**Enunciado:**
Pode reescrever o trecho da resenha do álbum entre "Alguns dos fragmentos" e "de blast-beats etc.", inclusive, trocando "sinfonia" por "suíte"?

**Página:**

• • • • • • •

Apesar de não ser necessária em todas as instâncias, a arte requer uma transposição de algo que pelo menos tente reverter a estrutura na qual é, canonicamente, estabelecido. As justaposições dadaístas, por exemplo, mais do que subverterem a diferenciação entre “alta arte” e “baixa”, podem criar uma linguagem nova, caminhos frescos que normalizem outros modos de produção. A música molda esses caminhos até que eles fiquem completamente pavimentados e então possam, de fato, mergulhar no absurdo do cotidiano.
“Só Quem Viu O Relâmpago À Sua Direita Sabe” consiste em uma desmistificação do ser humano enquanto entidade-mor, como se toda a estruturação do conceito de humanidade devesse ser superada pelas criaturas naturais, objetos da essência de uma Terra caótica.
As quatro faixas erradicam meios artificiais, ainda que os utilizando, pra reverberar paisagens descontroladas, insetos, florestas. O absurdo completo pode ser mediado novamente, passando a ser objeto de interpretação e celebração musicais.
Há também um interessante coração artístico; devolve as faculdades naturais às interpretações das falhas como originárias de andanças novas. Há muitas referências evidentes como Agalloch ou Panopticon, mas a incrementação dos elementos indígenas brasileiros não só aponta outros caminhos, como promove uma espécie de instância do culto da natividade.
Alguns dos fragmentos só fortalecem a concepção de que se trata de um álbum que deve ser experimentado de uma única vez, porque é uma sinfonia dos micro detalhes que se impõem como um todo, como uma paisagem deslumbrante de caos e beleza. Não que as referências sejam essenciais pra entender “Só Quem Viu O Relâmpago À Sua Direita Sabe”, mas também sinalizam artistas que transpuseram o black metal e apropriaram-se de um gênero tão conservador, apesar de sua etimologia teoricamente drástica, pra potencializar suas propriedades como a transcendência através de blast-beats etc.

• • • • • • •

**Dados exibidos:**
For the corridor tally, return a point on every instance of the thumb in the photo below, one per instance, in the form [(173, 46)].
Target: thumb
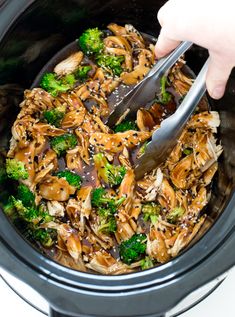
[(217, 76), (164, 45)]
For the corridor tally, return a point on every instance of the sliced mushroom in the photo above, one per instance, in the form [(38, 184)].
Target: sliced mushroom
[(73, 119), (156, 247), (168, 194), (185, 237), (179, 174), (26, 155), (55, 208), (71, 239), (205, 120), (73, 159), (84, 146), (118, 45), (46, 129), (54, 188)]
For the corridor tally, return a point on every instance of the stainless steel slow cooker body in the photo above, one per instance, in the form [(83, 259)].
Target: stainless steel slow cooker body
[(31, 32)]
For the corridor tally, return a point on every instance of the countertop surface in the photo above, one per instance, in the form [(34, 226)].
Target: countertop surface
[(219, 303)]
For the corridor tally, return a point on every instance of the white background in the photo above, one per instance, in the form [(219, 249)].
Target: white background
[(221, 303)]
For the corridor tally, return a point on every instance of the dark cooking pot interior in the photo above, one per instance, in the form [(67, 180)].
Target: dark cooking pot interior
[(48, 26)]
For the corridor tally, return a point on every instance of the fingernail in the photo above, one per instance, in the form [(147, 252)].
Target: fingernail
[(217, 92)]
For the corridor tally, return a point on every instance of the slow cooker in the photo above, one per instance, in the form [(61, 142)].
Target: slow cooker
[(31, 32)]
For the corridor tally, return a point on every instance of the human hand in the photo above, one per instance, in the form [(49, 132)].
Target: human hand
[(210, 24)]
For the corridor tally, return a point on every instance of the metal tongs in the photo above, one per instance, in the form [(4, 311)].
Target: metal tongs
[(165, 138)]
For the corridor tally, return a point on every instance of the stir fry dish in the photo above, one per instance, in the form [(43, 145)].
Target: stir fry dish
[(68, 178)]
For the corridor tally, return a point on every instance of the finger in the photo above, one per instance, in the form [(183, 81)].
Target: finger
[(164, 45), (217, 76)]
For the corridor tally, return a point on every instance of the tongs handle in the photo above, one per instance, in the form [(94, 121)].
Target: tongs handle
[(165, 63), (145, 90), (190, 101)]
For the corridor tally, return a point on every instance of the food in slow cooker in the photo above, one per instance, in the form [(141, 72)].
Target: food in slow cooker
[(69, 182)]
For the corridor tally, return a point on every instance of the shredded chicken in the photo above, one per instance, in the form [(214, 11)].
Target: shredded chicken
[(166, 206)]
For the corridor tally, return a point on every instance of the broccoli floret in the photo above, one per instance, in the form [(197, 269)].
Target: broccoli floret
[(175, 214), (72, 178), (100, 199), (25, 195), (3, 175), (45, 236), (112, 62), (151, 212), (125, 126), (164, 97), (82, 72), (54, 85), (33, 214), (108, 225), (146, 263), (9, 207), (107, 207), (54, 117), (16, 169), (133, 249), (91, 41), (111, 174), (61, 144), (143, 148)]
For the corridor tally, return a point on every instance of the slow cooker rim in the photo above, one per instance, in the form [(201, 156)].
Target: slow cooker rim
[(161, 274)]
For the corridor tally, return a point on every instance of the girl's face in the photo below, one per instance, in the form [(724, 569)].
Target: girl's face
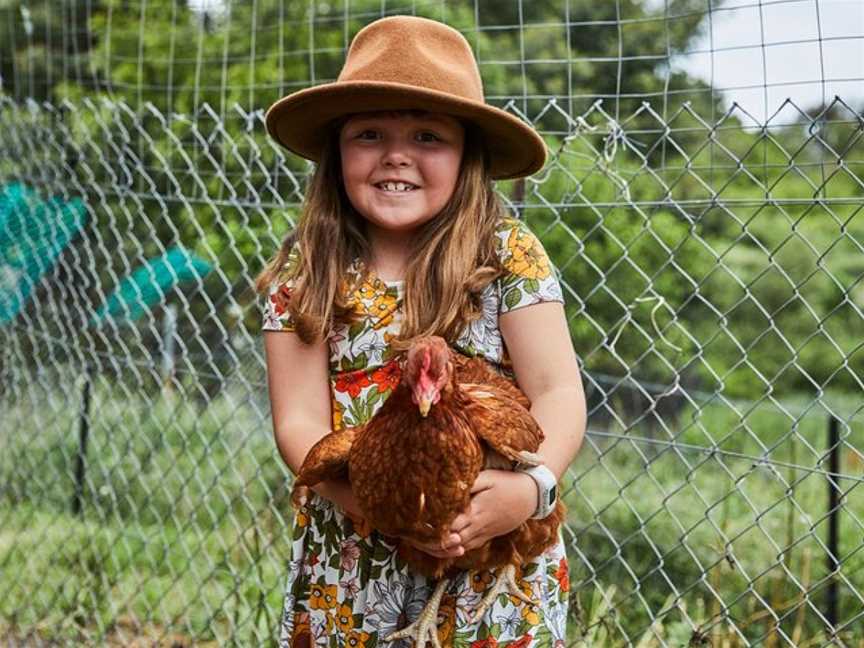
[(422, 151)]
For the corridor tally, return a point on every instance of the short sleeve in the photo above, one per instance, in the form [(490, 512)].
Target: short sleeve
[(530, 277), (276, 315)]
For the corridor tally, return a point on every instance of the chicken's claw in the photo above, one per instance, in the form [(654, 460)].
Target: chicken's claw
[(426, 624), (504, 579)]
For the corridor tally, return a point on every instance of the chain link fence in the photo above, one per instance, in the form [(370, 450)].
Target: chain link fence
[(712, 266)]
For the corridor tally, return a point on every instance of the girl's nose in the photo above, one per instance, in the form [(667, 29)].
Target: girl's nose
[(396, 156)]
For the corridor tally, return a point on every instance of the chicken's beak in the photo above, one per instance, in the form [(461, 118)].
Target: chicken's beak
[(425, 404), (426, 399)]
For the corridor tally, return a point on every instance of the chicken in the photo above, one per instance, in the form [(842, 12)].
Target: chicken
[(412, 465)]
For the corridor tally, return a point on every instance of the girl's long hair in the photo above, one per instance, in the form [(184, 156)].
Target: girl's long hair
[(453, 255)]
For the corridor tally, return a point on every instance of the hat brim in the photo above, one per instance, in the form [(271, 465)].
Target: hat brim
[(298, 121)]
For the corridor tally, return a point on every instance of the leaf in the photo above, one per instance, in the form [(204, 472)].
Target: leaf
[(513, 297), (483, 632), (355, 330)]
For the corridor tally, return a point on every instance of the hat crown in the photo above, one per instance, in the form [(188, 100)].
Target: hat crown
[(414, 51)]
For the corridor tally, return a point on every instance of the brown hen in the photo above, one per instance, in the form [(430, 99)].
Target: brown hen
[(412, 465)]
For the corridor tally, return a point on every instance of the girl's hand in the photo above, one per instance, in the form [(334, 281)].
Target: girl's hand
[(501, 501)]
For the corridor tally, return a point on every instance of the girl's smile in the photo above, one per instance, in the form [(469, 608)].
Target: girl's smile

• • • • • • •

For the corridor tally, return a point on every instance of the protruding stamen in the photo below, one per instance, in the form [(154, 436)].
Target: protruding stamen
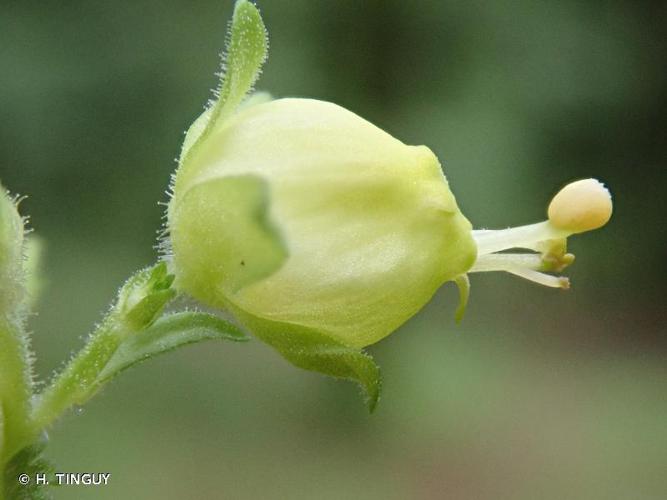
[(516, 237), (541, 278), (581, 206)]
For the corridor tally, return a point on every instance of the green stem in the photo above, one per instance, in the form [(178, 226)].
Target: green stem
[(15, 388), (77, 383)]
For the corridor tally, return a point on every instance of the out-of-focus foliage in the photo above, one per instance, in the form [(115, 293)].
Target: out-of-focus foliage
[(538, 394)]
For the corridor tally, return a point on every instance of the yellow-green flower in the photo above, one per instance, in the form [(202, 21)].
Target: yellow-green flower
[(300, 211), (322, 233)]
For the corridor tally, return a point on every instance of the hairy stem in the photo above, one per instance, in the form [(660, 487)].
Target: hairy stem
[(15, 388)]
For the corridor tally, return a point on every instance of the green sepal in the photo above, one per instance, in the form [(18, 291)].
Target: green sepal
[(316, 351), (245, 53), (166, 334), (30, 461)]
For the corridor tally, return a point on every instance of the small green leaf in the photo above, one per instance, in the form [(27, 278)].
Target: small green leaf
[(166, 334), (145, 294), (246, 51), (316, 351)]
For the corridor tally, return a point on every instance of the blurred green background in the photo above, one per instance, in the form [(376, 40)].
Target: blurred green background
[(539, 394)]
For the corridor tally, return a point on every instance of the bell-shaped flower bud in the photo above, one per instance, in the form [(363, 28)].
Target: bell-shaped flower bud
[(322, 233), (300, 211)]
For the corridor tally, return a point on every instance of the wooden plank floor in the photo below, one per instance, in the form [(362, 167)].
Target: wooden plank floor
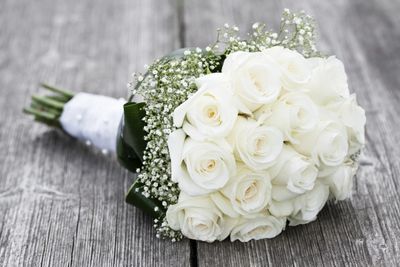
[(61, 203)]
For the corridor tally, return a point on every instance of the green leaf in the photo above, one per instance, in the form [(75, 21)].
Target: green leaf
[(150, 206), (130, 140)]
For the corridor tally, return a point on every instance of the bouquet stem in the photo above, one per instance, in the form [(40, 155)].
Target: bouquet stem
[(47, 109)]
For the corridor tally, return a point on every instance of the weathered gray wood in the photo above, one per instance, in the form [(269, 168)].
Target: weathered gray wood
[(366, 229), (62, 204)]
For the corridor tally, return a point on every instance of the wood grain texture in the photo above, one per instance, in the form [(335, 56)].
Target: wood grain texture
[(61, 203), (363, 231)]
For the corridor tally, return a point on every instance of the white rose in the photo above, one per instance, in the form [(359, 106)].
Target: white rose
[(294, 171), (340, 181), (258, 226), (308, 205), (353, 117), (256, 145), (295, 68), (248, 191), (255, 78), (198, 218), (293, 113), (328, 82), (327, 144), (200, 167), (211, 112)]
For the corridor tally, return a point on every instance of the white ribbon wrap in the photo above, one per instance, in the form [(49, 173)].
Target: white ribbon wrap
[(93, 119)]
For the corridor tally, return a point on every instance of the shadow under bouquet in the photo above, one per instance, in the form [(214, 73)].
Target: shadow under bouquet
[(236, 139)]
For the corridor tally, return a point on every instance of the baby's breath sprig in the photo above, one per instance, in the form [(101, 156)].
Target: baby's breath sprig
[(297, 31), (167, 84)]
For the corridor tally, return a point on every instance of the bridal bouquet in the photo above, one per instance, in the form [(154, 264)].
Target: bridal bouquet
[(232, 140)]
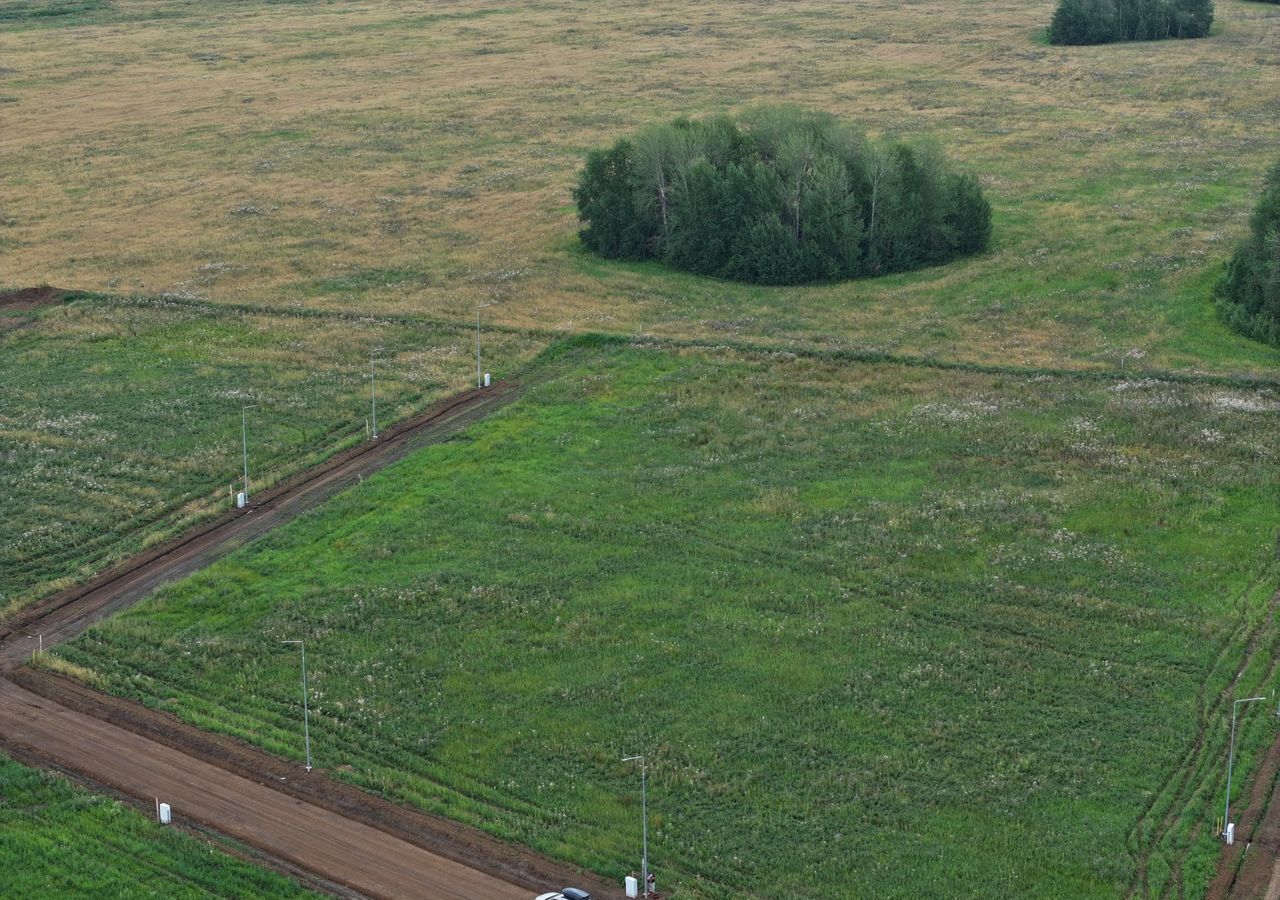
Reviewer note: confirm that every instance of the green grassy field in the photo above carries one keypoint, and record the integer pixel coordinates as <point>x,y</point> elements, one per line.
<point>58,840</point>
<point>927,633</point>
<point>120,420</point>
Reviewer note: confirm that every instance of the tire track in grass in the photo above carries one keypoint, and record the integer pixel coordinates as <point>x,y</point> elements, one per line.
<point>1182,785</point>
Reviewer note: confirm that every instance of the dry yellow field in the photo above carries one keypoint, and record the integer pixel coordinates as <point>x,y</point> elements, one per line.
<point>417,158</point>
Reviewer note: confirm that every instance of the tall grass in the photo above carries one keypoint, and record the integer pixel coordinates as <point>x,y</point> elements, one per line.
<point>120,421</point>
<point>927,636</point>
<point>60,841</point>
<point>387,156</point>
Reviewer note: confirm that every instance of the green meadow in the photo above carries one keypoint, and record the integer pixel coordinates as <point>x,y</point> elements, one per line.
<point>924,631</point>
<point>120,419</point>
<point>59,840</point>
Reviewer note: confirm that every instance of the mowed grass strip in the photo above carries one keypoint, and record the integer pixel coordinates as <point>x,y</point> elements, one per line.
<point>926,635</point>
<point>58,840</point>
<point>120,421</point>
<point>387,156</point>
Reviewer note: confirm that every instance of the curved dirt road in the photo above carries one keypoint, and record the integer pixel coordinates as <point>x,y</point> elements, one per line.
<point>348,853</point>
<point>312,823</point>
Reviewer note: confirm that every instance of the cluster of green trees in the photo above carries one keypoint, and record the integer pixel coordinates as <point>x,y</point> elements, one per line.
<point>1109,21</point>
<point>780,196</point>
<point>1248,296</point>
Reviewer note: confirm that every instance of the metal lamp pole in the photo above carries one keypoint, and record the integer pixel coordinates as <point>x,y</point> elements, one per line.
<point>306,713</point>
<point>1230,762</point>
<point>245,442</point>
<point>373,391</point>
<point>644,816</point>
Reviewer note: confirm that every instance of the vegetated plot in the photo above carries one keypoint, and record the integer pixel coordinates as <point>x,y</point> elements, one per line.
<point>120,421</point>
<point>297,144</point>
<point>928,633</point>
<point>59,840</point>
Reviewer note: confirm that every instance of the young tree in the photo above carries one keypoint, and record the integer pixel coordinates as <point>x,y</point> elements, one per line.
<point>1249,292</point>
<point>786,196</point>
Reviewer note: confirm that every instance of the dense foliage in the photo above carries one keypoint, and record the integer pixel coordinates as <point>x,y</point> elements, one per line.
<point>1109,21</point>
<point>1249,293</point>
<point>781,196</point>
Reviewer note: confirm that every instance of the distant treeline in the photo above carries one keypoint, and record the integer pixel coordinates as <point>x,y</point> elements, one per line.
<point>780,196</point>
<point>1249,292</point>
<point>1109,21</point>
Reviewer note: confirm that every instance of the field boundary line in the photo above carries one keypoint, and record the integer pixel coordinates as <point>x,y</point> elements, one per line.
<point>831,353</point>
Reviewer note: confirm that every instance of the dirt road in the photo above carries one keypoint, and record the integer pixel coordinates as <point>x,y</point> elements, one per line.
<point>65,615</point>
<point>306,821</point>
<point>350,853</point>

• • • • • • •

**Resposta:**
Alguns dos fragmentos só fortalecem a concepção de que se trata de um álbum que deve ser experimentado de uma única vez, porque é uma suíte dos micro detalhes que se impõem como um todo, como uma paisagem deslumbrante de caos e beleza. Não que as referências sejam essenciais pra entender “Só Quem Viu O Relâmpago À Sua Direita Sabe”, mas também sinalizam artistas que transpuseram o black metal e apropriaram-se de um gênero tão conservador, apesar de sua etimologia teoricamente drástica, pra potencializar suas propriedades como a transcendência através de blast-beats etc.